| Entries shown |
•••
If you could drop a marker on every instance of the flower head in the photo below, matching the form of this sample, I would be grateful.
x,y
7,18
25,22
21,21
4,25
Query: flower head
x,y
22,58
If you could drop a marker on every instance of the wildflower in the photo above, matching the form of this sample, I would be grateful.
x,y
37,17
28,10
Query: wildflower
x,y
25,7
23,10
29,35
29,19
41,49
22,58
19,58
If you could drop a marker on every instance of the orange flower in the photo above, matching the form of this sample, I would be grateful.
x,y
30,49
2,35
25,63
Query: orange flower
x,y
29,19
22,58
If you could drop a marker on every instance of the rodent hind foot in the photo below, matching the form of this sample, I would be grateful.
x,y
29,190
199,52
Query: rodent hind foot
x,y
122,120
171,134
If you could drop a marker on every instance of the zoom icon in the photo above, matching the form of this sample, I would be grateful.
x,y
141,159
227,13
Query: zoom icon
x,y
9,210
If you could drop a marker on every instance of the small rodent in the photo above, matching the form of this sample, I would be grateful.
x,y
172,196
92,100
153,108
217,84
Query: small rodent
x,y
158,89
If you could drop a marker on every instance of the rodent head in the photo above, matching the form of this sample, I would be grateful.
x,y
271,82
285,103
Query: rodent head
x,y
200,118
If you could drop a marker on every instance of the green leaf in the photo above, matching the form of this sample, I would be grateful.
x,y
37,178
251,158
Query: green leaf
•••
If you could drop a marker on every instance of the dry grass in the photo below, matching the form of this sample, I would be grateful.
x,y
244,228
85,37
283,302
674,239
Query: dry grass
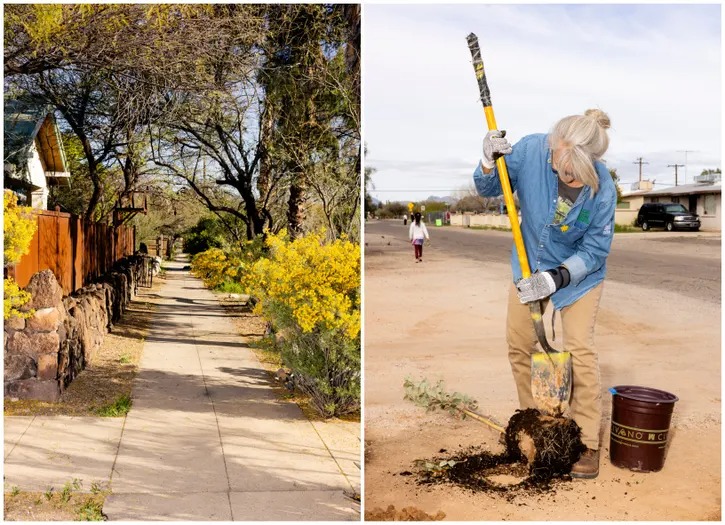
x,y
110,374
•••
| Task description |
Write out the lines of the entries from the one containing "of the green" through the one containing "Query: green leaf", renaming "green leaf" to "fern frond" wherever it appears and leaving all else unchanged.

| Task solution |
If you could drop a marker on every instance of the fern frond in the photo above, matching the form of this sample, I would be grateful.
x,y
37,178
251,158
Query: fern frond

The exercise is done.